━━━━━ Material for the task

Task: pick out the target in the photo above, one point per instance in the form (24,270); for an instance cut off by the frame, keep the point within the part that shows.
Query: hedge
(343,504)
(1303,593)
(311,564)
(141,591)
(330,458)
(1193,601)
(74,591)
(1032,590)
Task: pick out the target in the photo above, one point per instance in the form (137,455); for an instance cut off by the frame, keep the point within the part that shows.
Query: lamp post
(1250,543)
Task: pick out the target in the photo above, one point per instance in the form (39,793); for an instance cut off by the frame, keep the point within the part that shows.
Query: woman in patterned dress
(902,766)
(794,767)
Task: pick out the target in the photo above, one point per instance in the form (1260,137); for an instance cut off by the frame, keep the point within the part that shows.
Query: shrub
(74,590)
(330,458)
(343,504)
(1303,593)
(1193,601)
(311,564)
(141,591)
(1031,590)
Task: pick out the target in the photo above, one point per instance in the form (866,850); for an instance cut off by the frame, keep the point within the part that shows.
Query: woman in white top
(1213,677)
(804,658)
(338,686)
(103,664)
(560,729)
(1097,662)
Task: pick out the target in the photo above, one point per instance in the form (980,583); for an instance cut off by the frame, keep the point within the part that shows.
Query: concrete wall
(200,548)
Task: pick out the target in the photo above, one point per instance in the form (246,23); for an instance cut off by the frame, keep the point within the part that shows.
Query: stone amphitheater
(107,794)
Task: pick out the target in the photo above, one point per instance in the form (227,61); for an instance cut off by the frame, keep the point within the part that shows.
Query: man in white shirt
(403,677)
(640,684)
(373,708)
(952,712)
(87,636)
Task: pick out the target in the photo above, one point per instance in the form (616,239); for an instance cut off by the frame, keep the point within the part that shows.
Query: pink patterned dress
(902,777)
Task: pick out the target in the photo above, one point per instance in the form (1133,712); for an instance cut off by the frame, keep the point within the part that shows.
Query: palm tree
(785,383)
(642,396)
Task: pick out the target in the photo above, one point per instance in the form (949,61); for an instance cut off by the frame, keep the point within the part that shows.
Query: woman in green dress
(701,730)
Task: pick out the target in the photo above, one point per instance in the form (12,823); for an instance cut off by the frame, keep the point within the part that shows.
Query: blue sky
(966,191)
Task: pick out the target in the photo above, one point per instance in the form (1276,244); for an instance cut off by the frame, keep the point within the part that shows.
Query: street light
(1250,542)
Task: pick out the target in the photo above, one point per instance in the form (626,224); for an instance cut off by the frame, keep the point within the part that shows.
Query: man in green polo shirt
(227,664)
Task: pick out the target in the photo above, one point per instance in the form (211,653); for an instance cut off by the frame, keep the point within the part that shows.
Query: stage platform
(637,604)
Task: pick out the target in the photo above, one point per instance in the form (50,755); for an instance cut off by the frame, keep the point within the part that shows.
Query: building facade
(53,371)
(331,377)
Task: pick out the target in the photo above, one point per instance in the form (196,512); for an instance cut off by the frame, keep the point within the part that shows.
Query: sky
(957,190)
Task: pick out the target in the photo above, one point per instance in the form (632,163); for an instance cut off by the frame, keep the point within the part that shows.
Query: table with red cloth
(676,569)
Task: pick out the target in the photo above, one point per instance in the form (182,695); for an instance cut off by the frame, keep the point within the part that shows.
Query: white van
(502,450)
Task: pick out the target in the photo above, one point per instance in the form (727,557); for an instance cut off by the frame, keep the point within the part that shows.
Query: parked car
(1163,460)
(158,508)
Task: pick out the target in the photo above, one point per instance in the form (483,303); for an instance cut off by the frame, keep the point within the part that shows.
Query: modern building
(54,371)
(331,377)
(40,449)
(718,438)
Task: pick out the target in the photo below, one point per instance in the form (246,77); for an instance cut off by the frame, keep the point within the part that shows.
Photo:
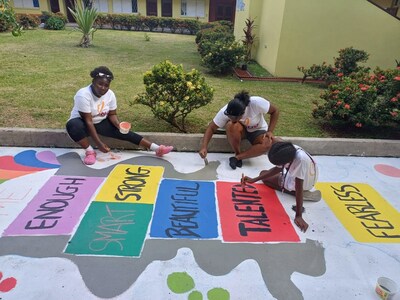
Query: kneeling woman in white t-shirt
(295,172)
(95,112)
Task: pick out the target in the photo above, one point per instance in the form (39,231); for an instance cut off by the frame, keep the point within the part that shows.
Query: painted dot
(195,295)
(218,294)
(180,282)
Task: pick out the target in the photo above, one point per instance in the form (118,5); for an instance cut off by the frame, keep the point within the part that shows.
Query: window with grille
(193,8)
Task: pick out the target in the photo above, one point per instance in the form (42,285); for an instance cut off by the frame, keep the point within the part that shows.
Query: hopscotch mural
(175,235)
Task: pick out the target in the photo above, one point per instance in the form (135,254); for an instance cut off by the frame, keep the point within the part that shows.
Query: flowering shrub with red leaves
(344,65)
(362,99)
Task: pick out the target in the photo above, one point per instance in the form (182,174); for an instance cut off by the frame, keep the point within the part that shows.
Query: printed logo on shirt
(100,110)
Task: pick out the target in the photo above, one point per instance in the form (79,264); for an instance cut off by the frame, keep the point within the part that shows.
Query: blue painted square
(185,209)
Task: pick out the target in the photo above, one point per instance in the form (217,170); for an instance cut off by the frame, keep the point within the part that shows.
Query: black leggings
(77,130)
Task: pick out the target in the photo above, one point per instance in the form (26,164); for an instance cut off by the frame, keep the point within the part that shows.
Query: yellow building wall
(43,6)
(268,15)
(296,33)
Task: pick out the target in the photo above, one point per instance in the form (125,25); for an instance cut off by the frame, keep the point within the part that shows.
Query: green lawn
(42,70)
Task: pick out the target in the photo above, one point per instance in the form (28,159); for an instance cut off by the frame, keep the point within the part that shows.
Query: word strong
(131,184)
(249,210)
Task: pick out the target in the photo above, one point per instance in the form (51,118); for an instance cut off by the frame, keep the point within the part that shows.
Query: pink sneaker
(90,157)
(162,150)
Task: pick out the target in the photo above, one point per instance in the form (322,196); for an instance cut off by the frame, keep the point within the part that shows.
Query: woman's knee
(76,129)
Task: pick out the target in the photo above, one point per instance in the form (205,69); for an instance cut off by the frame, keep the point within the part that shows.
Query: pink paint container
(385,288)
(124,127)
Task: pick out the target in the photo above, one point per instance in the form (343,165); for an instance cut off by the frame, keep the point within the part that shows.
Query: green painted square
(117,229)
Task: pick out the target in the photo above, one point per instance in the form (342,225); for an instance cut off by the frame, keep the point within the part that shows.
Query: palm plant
(85,18)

━━━━━━━━━━

What is needed:
Quote every line of the records above exactly; no picture is to be copied.

Full output:
Task: pick out the target in the photo above, one point per instance in the form (24,270); for an instance cut off by the frame, keep the point within the part that shows.
Query: hedge
(343,504)
(1303,593)
(311,564)
(141,591)
(330,458)
(1193,601)
(74,591)
(1032,590)
Task: pick out the target in the photo above, one point per instance in the form (137,455); for an instance cut off by the frame, keep the point within the part that shows.
Query: lamp post
(1250,543)
Task: pick out the target in the photo above, one point per instance in the form (39,793); for an instance cut off by the frame, keep the point within the part that shows.
Query: woman in patterned dress
(902,766)
(794,767)
Task: pick out the target in the photo above, one point per instance in the form (1260,137); for an instance cut off by the frame, keep the point within the part that shows.
Query: shrub
(74,590)
(330,458)
(343,504)
(1303,593)
(1193,601)
(311,564)
(141,591)
(1031,590)
Task: pick out the target in the photo above, one point per instance in the form (866,850); for an instance cut off by the frame, keep the point within the part that shows.
Query: woman in white top
(1213,677)
(804,658)
(338,686)
(103,664)
(560,729)
(1097,662)
Task: pick out the target in the photo above, one point per instance in the form (980,583); for an instance cut off by the frame, keep the point within the part that shows.
Query: concrete wall
(200,548)
Task: pick out the target in the photo above, one point per instance in the form (246,23); for an instance cut off by the frame, keep the point within the part that shows.
Query: stone amphitheater
(107,794)
Task: pick out the target in the photo above, one point per instance in the form (227,61); for an instance cut off by the frame, keep the point within the part that shows.
Query: man in white shirt
(403,677)
(640,684)
(373,708)
(952,712)
(87,636)
Task: pick out the target in the photo above, one point per instance in the form (616,239); for an instance cut off by the frame, keep the point within the part that shows.
Query: pink patterned dress
(902,777)
Task: pick out the target in the photo above, one point per instance in the form (1133,712); for an instance cut off by the frame, keep the point within the part that shows.
Query: palm tree
(785,383)
(642,396)
Task: pick out the target in the photo above, one point per instance in the form (949,61); for an instance cut off by the frame, keep the point within the part that shows.
Query: woman in green dress
(701,730)
Task: pick out the target in the photo above, one point per instance in the form (12,823); for an instance cut off by the frame, keep the point within the part that shows.
Query: blue sky
(966,191)
Task: pick out the target in the photo above, one point per instance in the form (1276,244); for an instance cut off by the frame, keep the point within the part that shows.
Query: street light
(1250,542)
Task: pick out the target in the photo above, one point per instance in the form (626,224); for an instance cut off by the frame, keep the point within the part that shows.
Query: man in green polo shirt
(227,664)
Task: pick out the target in the photo above, one point per instance in the form (211,653); for an instance cut off by the frame, keep the point within the part that shows.
Query: stage platform
(637,604)
Task: pick out the target in the photo above, one point per instance in the form (50,755); for an instance cut off by the frame, keep the point within the part that shows.
Query: building facade
(53,371)
(331,377)
Task: pick out the target in the photo above, one point per instance in the form (196,512); for an instance cut off by the frame, keep the point within the part that shows.
Query: sky
(957,190)
Task: pick out the target in the photo above, one point per instance in the form (632,163); for an instance cut off by the frame, keep the point within the part that shows.
Query: table with red cloth
(676,569)
Task: pick out the target in the photo above, one point per instance in the form (182,695); for an instance cut off by the frame, keep the point within the part that shows.
Query: white van
(502,450)
Task: pick out the target in the photo above, one point per instance in the form (727,557); for an instance cut off by the frame, keep the point within the part that shows.
Query: parked car
(1163,460)
(158,508)
Task: pick out the target in the photo above, one point per instance in the form (483,303); for an instance cut off by the frame, keep the point within the part that shows.
Query: modern building
(54,371)
(331,377)
(40,449)
(718,438)
Task: pick out the target in the photo below, one point per instance in the form (246,77); for an instance cut off by the frame, keep the point within the part that shows.
Photo:
Query: kneeling woman in white t-shirt
(295,172)
(95,112)
Task: pick out the target in the photo above, one point per instance in the form (39,231); for an instance cut off by the frame, keep the point within the part that shows.
Query: painted dot
(195,295)
(218,294)
(180,282)
Task: pick out the target in the photo above, one point per instance in the form (118,5); for an instance cut off by the frame, keep the point within the part that shows.
Query: window with grille
(193,8)
Task: pick out the target in the photo above, one point per instance in the form (42,285); for an instance cut off by the frame, keep the point within the part that shows.
Query: hopscotch mural
(175,235)
Task: pick out the target in the photo above, one point per instance in the form (135,254); for an instance cut off by the frame, keep the point within the part that shows.
Query: flowering shrub with red leaves
(344,65)
(362,99)
Task: pick out the target in the photo above, one point per instance in the form (182,174); for an instance cut off by the frame, keep the point within the part that shows.
Query: printed logo on shirt
(100,110)
Task: pick out the target in the photo above, one point per instance in the form (79,264); for an instance cut off by the frame, keep the point within the part that shows.
Query: blue painted square
(185,209)
Task: pick out the target in the photo above, one point per instance in the form (217,170); for an instance cut off by the frame, keep the point within the part that shows.
Query: black leggings
(77,130)
Task: pick out the target in the photo above, one point per instance in the form (26,164); for an instance cut off by the frame, keep the point within the part that shows.
Query: yellow building wall
(43,6)
(268,15)
(296,33)
Task: pick out the target in the photo above, one point per instance in the form (125,25); for an instance cut off by the frame, keep the point within the part that shows.
Query: green lawn
(42,70)
Task: pick out the target in the photo above, one point per instance in the form (28,159); for an instance cut off by the frame, keep the point within the part that shows.
Query: word strong
(131,184)
(249,210)
Task: pick out the target in the photo above, one point per instance in the form (51,118); for an instance cut off by the frame, keep the point within the part that shows.
Query: pink sneaker
(90,157)
(162,150)
Task: pick out the target in the photo above, one point per instance in the form (322,196); for an instance cut off by the frame, keep the point within the part that shows.
Query: woman's knee
(76,129)
Task: pick out the target in the photo above, one point per instance in the form (205,69); for an instance cut off by the frame, keep the point within the part that shows.
Query: pink paint container
(385,288)
(124,127)
Task: pick out the target in the photo above, one point per instance in the form (343,165); for an instance cut off by the frame, keep the point within the part that shows.
Query: green painted square
(117,229)
Task: pick out the target in the photo above, one point per instance in the form (342,225); for an instance cut off by the frame, keep the point within the part that shows.
Query: palm plant
(85,18)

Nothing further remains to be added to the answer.